• _Exercise_: Could you reproduce every one of the records below word for word, leaving out the pictures?

• _Supplied records_:
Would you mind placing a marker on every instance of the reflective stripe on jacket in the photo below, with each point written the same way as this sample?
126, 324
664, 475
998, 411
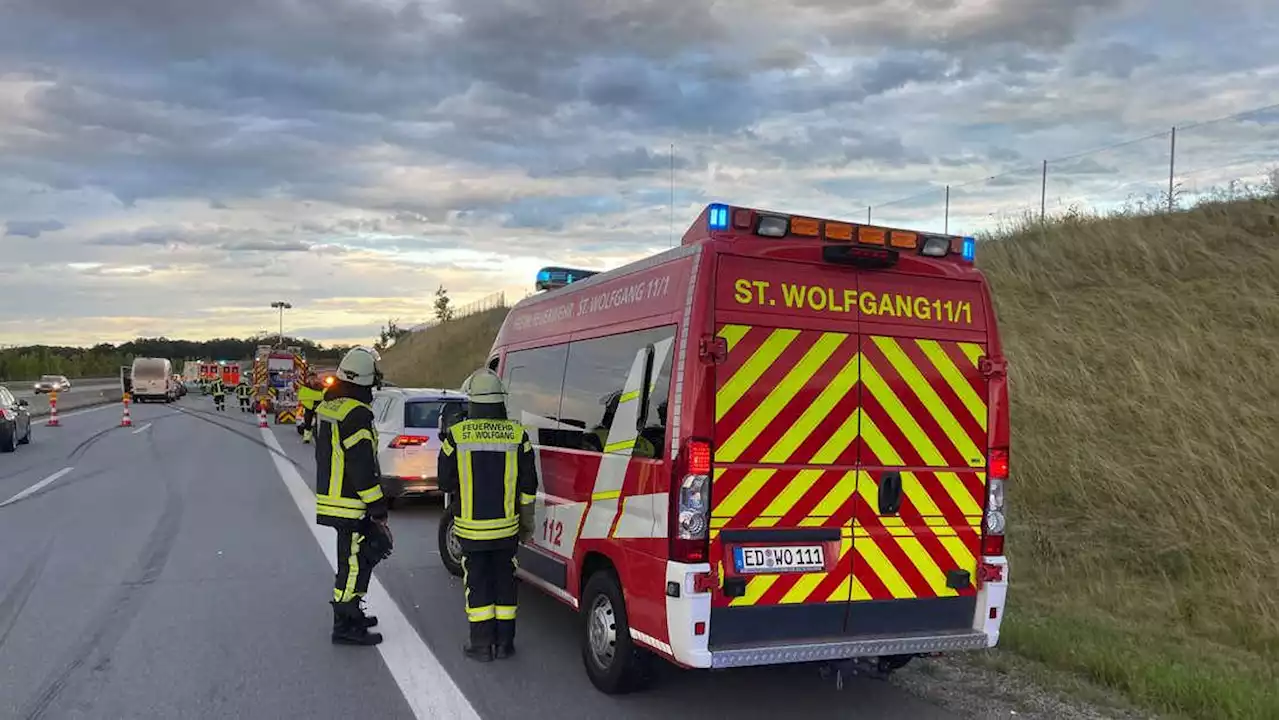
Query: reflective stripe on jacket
347, 483
489, 465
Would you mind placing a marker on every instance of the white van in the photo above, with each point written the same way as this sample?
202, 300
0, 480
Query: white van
152, 379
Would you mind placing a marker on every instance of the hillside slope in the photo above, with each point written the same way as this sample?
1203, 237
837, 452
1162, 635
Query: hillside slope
446, 354
1144, 501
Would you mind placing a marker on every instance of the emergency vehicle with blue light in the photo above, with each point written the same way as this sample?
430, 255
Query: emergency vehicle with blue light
784, 441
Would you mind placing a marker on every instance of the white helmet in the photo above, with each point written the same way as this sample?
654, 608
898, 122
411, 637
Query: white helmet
360, 367
484, 387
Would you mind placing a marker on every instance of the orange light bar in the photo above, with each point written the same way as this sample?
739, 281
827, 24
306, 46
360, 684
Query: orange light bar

• _Exercise answer_:
Would you mind placing a marker on every instance of the reflective stripe on jacket in the photo below, with each point written the same way as this sample?
126, 324
664, 475
998, 411
Query: reflective stripe on jacket
347, 483
489, 465
Would you mind placing a marker on every instance of the white van in the photo above, with each point written the same way as this sample?
202, 300
0, 480
Query: white van
152, 379
Would you mind placing a marker on every instance of the hillside slope in the photo above, with each point written the same way as this sample?
1203, 237
837, 452
1162, 635
Query: hillside slope
446, 354
1144, 501
Would you mind placing a marker on every instance of the emergency vehicle with blue light in the photo above, with each point written the same way as this sample?
430, 255
Query: emergency vehicle with blue light
784, 441
Would you mind placing a marker on every instance of the white helmet in the photo above, with each point written the same way as this sample?
654, 608
898, 122
411, 637
Query: white helmet
360, 367
484, 387
Would you mind placing a marker on every instance of the orange light bar in the photo above, with each point written the same way as this sample?
739, 281
827, 24
306, 46
360, 684
Query: orange light bar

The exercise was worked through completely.